→ **Your task**:
Will you transcribe the entries that follow, exactly and in full?

[Extracted records]
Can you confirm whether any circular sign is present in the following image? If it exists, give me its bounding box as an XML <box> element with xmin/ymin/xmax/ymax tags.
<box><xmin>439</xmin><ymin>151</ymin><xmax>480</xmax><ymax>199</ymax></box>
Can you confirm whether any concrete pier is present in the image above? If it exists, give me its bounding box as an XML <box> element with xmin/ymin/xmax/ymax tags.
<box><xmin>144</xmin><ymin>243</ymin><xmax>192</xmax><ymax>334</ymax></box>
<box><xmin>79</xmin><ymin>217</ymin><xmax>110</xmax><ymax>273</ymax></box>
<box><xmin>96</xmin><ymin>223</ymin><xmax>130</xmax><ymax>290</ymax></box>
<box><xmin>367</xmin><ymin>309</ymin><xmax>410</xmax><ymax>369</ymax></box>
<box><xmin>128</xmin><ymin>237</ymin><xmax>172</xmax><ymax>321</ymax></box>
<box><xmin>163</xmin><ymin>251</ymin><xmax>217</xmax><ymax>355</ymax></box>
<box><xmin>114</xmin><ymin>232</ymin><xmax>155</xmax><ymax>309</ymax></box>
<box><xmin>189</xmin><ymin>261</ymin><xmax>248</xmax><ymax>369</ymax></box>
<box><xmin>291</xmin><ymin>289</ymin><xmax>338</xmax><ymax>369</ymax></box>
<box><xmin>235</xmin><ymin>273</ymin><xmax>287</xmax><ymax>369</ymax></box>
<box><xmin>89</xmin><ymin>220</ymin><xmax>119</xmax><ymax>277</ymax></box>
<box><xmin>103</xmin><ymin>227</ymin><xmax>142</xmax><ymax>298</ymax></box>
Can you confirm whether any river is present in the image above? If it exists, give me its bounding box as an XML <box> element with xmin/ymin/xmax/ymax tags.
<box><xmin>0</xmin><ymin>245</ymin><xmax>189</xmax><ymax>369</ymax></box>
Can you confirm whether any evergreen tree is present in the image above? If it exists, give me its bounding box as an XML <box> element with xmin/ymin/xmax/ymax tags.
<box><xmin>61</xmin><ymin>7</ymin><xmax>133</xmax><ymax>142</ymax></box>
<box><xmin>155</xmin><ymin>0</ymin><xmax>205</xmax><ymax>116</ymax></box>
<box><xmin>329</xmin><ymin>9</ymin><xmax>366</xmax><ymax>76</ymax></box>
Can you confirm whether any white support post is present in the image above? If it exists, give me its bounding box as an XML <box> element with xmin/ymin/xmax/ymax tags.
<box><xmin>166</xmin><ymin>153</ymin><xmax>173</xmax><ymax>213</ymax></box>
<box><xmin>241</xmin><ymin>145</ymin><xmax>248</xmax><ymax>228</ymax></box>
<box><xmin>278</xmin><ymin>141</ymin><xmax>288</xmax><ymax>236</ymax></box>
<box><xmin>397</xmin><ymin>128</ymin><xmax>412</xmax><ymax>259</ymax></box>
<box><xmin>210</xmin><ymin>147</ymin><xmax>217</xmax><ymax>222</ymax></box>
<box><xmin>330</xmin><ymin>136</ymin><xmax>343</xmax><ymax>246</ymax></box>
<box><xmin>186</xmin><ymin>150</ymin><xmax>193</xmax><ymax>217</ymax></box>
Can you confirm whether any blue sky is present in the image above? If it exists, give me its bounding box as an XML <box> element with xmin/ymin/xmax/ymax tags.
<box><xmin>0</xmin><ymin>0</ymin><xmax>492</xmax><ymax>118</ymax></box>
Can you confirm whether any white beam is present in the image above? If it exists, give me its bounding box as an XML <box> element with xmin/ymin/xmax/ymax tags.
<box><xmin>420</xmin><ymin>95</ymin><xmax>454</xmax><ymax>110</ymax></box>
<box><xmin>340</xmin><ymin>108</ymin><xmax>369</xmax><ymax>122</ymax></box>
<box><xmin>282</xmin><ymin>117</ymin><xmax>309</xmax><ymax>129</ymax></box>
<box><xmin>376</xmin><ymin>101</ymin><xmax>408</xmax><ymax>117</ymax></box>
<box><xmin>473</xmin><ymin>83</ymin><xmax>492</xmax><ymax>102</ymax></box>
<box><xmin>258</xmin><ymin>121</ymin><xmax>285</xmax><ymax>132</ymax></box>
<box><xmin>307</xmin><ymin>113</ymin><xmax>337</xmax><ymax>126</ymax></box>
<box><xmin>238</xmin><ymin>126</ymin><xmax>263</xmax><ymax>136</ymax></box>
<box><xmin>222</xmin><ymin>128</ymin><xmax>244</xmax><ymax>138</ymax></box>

→ **Reply**:
Can you confirm whether any circular sign is present in the following image? If it exists, give me its bounding box as an XML <box> element with xmin/ymin/xmax/ymax tags.
<box><xmin>439</xmin><ymin>151</ymin><xmax>480</xmax><ymax>199</ymax></box>
Can you confirm whether any concrete pier is present in the image above? If it exists, give me its bounding box as an XML <box> element with xmin/ymin/xmax/ymax tags.
<box><xmin>144</xmin><ymin>243</ymin><xmax>192</xmax><ymax>334</ymax></box>
<box><xmin>79</xmin><ymin>217</ymin><xmax>110</xmax><ymax>273</ymax></box>
<box><xmin>96</xmin><ymin>223</ymin><xmax>130</xmax><ymax>290</ymax></box>
<box><xmin>367</xmin><ymin>309</ymin><xmax>410</xmax><ymax>369</ymax></box>
<box><xmin>128</xmin><ymin>237</ymin><xmax>172</xmax><ymax>321</ymax></box>
<box><xmin>163</xmin><ymin>251</ymin><xmax>217</xmax><ymax>355</ymax></box>
<box><xmin>114</xmin><ymin>232</ymin><xmax>155</xmax><ymax>309</ymax></box>
<box><xmin>189</xmin><ymin>261</ymin><xmax>248</xmax><ymax>369</ymax></box>
<box><xmin>291</xmin><ymin>289</ymin><xmax>338</xmax><ymax>369</ymax></box>
<box><xmin>235</xmin><ymin>273</ymin><xmax>287</xmax><ymax>369</ymax></box>
<box><xmin>89</xmin><ymin>220</ymin><xmax>119</xmax><ymax>277</ymax></box>
<box><xmin>103</xmin><ymin>227</ymin><xmax>142</xmax><ymax>298</ymax></box>
Can you confirm whether any river is present in the image above? If it exists, give me its bounding box as an XML <box> element with xmin/ymin/xmax/ymax tags.
<box><xmin>0</xmin><ymin>245</ymin><xmax>189</xmax><ymax>369</ymax></box>
Can you confirm whether any evergreen tree is present in the image above? If it exists, give me its bounding box as an XML <box> element with xmin/ymin/xmax/ymax tags.
<box><xmin>61</xmin><ymin>7</ymin><xmax>133</xmax><ymax>142</ymax></box>
<box><xmin>155</xmin><ymin>0</ymin><xmax>205</xmax><ymax>116</ymax></box>
<box><xmin>329</xmin><ymin>9</ymin><xmax>366</xmax><ymax>76</ymax></box>
Can you confirm whether any white support post is present in the image above? If it exists, give me its bounding box as an XML <box> element with xmin/ymin/xmax/ymax tags.
<box><xmin>166</xmin><ymin>153</ymin><xmax>173</xmax><ymax>213</ymax></box>
<box><xmin>241</xmin><ymin>145</ymin><xmax>248</xmax><ymax>228</ymax></box>
<box><xmin>278</xmin><ymin>141</ymin><xmax>288</xmax><ymax>236</ymax></box>
<box><xmin>397</xmin><ymin>128</ymin><xmax>412</xmax><ymax>259</ymax></box>
<box><xmin>210</xmin><ymin>147</ymin><xmax>217</xmax><ymax>222</ymax></box>
<box><xmin>330</xmin><ymin>136</ymin><xmax>343</xmax><ymax>246</ymax></box>
<box><xmin>186</xmin><ymin>150</ymin><xmax>193</xmax><ymax>217</ymax></box>
Can you confirm whether any blue sky is present in the image above? If it exists, give me its bounding box as an XML <box> element with xmin/ymin/xmax/ymax tags.
<box><xmin>0</xmin><ymin>0</ymin><xmax>492</xmax><ymax>118</ymax></box>
Can you confirm whether any white beam is present in the image above? If it exists, give me its bounding box as an XML <box> element with xmin/ymin/xmax/ymax tags.
<box><xmin>420</xmin><ymin>95</ymin><xmax>454</xmax><ymax>110</ymax></box>
<box><xmin>340</xmin><ymin>108</ymin><xmax>369</xmax><ymax>122</ymax></box>
<box><xmin>282</xmin><ymin>117</ymin><xmax>309</xmax><ymax>129</ymax></box>
<box><xmin>376</xmin><ymin>101</ymin><xmax>408</xmax><ymax>117</ymax></box>
<box><xmin>473</xmin><ymin>83</ymin><xmax>492</xmax><ymax>102</ymax></box>
<box><xmin>258</xmin><ymin>121</ymin><xmax>285</xmax><ymax>132</ymax></box>
<box><xmin>307</xmin><ymin>113</ymin><xmax>337</xmax><ymax>126</ymax></box>
<box><xmin>238</xmin><ymin>126</ymin><xmax>263</xmax><ymax>136</ymax></box>
<box><xmin>222</xmin><ymin>128</ymin><xmax>244</xmax><ymax>138</ymax></box>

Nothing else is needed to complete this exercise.